▸ **Part of a data file**
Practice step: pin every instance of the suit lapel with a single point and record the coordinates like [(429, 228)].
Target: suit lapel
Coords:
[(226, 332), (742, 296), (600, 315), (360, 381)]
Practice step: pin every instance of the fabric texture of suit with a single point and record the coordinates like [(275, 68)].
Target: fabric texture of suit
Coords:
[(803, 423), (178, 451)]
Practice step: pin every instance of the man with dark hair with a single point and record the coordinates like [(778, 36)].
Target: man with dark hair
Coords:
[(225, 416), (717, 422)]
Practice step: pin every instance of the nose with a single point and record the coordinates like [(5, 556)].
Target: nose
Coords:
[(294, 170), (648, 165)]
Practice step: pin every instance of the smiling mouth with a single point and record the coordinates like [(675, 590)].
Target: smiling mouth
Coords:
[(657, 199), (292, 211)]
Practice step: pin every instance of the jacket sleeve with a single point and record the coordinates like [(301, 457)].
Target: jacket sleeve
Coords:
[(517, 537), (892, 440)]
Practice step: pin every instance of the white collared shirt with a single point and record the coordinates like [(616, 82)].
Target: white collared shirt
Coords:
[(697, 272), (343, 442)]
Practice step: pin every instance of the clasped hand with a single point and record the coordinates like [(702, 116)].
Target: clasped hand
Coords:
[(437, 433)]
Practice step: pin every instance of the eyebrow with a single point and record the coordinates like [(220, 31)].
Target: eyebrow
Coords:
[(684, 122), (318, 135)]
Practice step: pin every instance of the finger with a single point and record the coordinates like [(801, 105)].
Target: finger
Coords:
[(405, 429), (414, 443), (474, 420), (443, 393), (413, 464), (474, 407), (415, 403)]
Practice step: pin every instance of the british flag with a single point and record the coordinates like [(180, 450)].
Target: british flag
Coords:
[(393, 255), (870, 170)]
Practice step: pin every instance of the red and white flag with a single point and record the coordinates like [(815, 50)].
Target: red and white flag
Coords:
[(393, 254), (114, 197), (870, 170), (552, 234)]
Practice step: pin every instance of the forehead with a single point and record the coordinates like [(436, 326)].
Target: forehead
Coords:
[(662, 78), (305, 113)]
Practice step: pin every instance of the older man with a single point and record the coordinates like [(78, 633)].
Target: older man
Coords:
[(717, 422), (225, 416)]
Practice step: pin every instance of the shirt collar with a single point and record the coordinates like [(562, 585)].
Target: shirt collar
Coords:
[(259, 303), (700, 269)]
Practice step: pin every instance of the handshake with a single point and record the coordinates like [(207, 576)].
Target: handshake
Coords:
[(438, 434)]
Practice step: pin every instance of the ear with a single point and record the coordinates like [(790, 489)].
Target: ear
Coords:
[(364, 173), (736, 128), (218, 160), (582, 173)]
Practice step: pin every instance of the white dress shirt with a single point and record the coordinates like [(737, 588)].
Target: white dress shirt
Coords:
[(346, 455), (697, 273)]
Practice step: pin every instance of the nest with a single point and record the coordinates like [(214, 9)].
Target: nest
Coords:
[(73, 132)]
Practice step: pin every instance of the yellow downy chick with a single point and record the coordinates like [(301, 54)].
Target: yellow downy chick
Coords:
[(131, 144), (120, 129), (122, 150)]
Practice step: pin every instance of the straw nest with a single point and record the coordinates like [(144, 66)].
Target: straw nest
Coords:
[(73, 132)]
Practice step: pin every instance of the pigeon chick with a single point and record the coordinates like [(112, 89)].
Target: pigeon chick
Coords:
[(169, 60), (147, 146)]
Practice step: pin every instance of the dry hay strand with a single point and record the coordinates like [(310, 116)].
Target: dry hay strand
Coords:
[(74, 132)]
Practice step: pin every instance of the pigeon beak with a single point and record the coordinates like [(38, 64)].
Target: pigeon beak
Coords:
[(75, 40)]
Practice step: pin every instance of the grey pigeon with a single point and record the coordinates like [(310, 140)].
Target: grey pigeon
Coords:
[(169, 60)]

...

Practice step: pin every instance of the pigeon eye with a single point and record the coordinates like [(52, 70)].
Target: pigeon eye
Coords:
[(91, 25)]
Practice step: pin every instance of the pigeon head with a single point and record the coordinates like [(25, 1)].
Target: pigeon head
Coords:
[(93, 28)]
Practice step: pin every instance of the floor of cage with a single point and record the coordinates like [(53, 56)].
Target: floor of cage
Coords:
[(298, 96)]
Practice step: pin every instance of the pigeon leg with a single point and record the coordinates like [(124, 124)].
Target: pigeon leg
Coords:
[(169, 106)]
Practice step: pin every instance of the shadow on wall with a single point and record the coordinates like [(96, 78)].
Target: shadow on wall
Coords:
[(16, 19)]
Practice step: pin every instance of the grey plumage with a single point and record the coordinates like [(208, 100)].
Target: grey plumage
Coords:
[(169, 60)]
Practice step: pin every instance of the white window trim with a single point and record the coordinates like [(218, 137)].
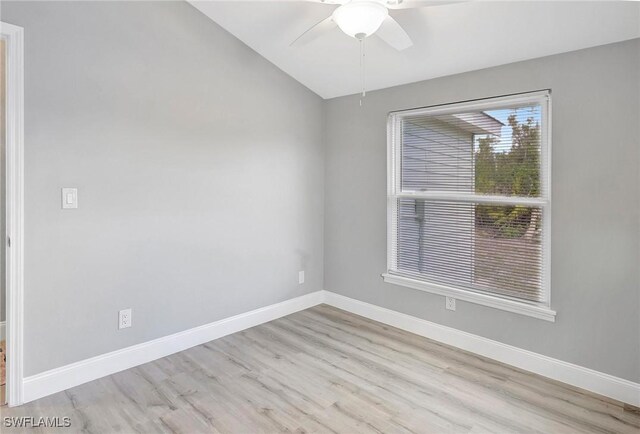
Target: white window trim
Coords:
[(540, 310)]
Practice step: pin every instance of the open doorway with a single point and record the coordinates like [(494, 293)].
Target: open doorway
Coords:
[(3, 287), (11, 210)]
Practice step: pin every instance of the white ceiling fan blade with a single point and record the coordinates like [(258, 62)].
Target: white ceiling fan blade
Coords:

▸ **Stated exercise**
Reproduce the data from the line with "Practice step: pin every instance of the white collared" to the line with "[(437, 433)]", renaming "Target" to "Object" and changing nothing else.

▸ **Response**
Practice step: pin every instance of the white collared shirt with a single point and record the coordinates like [(616, 82)].
Object: white collared shirt
Coords:
[(697, 272), (343, 442)]
Practice step: pin every instance of the clasped hand with a single point and record the coordinates like [(702, 116)].
Object: clasped hand
Coords:
[(437, 433)]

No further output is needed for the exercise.